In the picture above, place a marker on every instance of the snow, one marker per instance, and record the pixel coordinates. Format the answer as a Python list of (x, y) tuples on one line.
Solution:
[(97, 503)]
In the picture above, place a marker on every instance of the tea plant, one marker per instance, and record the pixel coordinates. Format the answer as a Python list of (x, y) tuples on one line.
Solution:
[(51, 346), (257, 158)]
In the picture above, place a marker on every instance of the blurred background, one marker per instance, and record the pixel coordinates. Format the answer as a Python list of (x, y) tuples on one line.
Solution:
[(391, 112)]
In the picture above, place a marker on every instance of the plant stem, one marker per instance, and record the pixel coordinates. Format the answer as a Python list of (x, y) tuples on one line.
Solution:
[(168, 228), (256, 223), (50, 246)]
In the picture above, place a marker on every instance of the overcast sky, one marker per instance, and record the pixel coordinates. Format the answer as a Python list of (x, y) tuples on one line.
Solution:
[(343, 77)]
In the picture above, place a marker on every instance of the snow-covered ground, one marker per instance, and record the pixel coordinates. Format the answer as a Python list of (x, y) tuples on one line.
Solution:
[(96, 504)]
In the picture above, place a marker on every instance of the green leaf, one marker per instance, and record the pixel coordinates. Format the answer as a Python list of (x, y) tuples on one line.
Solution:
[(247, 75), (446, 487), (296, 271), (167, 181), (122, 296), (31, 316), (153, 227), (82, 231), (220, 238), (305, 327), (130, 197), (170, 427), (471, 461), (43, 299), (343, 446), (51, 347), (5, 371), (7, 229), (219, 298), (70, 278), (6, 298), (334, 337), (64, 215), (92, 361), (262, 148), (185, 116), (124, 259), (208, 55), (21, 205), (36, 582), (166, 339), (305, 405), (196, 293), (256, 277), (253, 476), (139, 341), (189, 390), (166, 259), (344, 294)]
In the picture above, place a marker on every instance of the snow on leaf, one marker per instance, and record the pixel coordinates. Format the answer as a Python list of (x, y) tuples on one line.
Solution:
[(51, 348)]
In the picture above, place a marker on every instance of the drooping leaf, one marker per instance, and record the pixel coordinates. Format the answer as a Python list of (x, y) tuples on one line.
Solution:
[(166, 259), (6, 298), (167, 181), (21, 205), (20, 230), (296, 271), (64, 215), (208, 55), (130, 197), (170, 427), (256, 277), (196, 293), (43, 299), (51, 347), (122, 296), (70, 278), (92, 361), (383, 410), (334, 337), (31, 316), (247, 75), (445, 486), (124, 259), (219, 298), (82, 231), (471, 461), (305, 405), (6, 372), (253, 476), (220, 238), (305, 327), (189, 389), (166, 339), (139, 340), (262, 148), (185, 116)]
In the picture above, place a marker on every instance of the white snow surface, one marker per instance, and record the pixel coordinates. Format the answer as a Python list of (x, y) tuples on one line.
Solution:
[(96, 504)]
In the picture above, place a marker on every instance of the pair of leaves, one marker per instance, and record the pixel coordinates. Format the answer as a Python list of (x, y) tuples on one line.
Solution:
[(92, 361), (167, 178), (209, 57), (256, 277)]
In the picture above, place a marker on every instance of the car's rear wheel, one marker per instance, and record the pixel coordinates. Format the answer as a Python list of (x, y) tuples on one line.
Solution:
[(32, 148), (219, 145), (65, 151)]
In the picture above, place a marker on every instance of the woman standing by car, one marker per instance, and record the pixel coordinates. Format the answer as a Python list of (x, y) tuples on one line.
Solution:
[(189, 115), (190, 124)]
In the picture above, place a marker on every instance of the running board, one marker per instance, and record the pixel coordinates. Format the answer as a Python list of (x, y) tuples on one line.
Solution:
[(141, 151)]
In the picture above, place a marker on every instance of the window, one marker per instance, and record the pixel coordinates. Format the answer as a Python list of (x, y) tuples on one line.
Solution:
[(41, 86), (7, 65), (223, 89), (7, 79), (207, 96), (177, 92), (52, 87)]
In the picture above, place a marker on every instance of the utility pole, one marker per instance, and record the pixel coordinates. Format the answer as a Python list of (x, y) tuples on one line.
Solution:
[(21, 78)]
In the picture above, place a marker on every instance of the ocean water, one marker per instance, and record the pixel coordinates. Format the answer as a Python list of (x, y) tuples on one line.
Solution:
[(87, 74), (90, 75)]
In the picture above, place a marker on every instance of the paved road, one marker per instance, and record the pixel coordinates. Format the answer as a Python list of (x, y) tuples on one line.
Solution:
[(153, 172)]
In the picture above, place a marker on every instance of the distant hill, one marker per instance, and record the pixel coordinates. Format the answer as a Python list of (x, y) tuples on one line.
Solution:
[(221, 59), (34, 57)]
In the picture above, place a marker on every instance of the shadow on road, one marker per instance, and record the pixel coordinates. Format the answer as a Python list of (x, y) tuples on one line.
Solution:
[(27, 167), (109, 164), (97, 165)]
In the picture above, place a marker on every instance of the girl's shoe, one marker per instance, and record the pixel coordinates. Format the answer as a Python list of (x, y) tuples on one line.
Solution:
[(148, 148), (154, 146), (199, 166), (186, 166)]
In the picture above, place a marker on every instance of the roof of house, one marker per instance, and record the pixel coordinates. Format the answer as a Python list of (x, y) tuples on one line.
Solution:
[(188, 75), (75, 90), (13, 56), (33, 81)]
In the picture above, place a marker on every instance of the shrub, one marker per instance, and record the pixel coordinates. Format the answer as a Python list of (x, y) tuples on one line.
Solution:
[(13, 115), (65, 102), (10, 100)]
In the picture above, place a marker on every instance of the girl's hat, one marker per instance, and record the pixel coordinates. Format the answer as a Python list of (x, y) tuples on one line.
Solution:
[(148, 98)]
____
» Exercise objective: Format the listing above as a numbered list, starting at its first line and ending at the line containing "[(391, 112)]", both included. Leave out any blank lines.

» Result of this exercise:
1. In the picture above, place a marker on every instance of the snow, one marker per instance, and record the pixel coordinates. Format the answer as a Python list of (x, y) tuples on one line.
2. Solution:
3. [(97, 503)]
4. In the picture above, place a marker on every instance of the tea plant, one marker per instance, and record the pixel coordinates. Format the answer as a Python list of (x, y) tuples on one line.
5. Solution:
6. [(51, 346), (257, 158)]
7. In the picture above, place a marker on every instance of the blurred background, one marker per instance, and record the pixel coordinates. Format the answer as a Python list of (x, y) tuples on one line.
8. Solution:
9. [(391, 112)]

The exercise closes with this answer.